- [Data under study]
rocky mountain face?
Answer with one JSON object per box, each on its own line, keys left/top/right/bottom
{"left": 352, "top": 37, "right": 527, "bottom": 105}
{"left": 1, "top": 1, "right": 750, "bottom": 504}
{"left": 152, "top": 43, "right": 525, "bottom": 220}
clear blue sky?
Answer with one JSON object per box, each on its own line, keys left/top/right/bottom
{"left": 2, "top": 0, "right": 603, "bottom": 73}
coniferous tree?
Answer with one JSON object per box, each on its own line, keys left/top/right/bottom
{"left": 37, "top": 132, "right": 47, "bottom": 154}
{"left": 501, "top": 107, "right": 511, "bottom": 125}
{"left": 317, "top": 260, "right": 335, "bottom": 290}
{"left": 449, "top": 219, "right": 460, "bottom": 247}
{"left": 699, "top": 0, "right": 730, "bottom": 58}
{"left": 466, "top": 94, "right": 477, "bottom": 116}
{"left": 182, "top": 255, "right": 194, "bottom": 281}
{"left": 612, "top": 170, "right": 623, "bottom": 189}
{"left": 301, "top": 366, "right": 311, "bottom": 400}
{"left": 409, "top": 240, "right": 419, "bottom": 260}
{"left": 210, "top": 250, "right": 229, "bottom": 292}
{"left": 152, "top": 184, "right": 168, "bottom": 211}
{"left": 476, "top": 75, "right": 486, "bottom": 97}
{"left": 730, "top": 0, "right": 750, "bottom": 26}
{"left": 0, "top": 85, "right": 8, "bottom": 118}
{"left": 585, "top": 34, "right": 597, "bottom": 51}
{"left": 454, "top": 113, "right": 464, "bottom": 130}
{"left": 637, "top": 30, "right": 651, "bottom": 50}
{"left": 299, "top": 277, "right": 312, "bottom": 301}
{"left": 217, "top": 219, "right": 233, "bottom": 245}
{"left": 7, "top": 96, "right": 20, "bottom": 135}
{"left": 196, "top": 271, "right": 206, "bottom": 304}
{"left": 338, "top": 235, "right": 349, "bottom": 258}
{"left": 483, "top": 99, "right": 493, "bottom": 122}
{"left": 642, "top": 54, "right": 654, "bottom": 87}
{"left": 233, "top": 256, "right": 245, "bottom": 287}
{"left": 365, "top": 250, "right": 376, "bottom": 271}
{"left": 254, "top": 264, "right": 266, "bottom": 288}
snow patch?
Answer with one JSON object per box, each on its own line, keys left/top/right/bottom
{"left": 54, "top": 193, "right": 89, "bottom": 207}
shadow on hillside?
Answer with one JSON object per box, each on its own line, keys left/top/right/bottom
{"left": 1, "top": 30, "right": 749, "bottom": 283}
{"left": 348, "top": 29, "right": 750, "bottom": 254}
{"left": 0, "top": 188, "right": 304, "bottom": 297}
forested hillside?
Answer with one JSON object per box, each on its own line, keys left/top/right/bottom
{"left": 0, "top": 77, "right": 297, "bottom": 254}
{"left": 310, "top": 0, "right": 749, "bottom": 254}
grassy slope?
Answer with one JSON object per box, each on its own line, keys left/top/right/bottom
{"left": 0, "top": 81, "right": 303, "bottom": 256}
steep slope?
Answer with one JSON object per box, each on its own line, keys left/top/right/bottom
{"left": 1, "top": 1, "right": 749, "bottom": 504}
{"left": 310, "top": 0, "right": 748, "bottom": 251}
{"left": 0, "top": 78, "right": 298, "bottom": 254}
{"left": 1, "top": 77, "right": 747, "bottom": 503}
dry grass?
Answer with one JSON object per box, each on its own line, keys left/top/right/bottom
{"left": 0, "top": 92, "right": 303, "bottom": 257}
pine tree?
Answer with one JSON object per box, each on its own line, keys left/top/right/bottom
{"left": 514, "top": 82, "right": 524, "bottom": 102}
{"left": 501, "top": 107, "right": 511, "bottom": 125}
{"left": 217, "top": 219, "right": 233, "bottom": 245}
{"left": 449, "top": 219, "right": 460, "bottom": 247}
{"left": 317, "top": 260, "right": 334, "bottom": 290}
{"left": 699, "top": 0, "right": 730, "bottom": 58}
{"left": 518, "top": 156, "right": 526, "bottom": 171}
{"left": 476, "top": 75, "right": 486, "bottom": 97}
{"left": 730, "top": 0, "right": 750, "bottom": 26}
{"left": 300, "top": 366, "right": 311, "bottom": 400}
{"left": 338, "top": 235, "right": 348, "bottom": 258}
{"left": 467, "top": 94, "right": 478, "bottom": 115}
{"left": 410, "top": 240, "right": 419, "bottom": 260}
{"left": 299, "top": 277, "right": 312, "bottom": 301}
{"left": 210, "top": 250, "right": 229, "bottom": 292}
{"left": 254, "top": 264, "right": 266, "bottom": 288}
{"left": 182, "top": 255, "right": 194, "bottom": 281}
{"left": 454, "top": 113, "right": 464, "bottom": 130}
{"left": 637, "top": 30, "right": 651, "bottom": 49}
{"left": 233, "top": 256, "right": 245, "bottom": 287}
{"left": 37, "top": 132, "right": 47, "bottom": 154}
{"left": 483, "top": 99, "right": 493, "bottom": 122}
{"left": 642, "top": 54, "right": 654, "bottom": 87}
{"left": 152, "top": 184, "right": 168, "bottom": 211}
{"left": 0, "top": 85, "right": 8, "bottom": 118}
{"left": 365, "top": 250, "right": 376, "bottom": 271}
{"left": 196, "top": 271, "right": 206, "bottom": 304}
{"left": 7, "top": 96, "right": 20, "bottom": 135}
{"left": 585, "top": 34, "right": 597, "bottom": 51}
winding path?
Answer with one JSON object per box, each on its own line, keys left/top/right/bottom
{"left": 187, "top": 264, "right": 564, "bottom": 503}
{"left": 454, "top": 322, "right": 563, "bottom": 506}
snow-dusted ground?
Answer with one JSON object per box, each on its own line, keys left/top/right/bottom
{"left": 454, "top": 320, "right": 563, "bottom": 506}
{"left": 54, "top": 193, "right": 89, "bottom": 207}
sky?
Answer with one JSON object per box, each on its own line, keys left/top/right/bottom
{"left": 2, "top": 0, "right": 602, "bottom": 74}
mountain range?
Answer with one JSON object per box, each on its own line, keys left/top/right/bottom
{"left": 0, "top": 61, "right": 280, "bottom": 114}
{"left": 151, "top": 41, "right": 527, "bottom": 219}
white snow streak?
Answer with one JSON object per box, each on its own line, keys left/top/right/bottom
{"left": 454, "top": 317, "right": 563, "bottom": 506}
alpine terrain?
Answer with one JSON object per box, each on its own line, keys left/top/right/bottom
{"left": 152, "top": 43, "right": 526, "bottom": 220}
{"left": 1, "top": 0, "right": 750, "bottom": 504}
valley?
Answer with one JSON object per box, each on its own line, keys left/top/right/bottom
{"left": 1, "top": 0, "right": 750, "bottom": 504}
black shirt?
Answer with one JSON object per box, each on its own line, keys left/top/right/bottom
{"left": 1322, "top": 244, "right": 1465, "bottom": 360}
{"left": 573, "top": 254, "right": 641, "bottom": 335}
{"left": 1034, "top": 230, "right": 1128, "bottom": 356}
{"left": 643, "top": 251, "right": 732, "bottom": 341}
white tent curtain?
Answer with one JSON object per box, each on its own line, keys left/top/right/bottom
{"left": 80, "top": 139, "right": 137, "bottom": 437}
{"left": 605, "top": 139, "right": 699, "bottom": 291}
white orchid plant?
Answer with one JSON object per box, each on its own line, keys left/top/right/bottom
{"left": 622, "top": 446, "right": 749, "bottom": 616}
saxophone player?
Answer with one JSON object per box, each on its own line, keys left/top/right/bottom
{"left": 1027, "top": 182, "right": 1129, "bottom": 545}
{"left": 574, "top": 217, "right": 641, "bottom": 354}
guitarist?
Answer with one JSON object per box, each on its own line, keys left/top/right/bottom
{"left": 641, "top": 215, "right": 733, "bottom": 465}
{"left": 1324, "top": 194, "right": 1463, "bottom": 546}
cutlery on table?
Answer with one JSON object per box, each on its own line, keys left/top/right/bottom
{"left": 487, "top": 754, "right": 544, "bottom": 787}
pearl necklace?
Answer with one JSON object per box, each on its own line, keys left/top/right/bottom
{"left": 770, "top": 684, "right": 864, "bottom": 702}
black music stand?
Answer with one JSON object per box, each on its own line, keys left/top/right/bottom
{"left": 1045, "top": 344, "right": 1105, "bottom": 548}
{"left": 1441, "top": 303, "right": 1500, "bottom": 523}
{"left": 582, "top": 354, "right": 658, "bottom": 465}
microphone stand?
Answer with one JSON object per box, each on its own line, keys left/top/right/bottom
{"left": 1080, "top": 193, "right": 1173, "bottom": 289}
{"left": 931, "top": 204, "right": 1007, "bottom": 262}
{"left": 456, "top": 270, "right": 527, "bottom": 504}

- [Exercise] The line containing "white orchid plant?" marks the start; retype it and each line after it through the end of the records above, exactly.

- [Answer to this problem]
white orchid plant?
Answer with one JSON object per box, each on its own line, keys left/top/right/bottom
{"left": 622, "top": 446, "right": 749, "bottom": 616}
saxophone player?
Answer with one JSON object per box, each on its own line, keys left/top/right/bottom
{"left": 1027, "top": 182, "right": 1129, "bottom": 545}
{"left": 574, "top": 217, "right": 641, "bottom": 354}
guitarist?
Answer with one JSON object per box, each on its own line, keys left/top/right/bottom
{"left": 641, "top": 215, "right": 733, "bottom": 465}
{"left": 1324, "top": 194, "right": 1463, "bottom": 546}
cutlery on table?
Answer with one JSON object per box, each on its own line, keys left/top/right/bottom
{"left": 487, "top": 754, "right": 544, "bottom": 787}
pearl necklace?
Answer with one JSON object per box, each on its own line, keys left/top/right/bottom
{"left": 770, "top": 684, "right": 864, "bottom": 702}
black music stand?
Answer with one JSON object per box, each on its own line, keys left/top/right/bottom
{"left": 1045, "top": 344, "right": 1105, "bottom": 548}
{"left": 1441, "top": 303, "right": 1500, "bottom": 523}
{"left": 582, "top": 354, "right": 658, "bottom": 465}
microphone stand?
Answer with one JSON object per box, each on its own line, keys left/top/right/bottom
{"left": 1080, "top": 193, "right": 1173, "bottom": 289}
{"left": 931, "top": 204, "right": 1007, "bottom": 262}
{"left": 456, "top": 270, "right": 527, "bottom": 504}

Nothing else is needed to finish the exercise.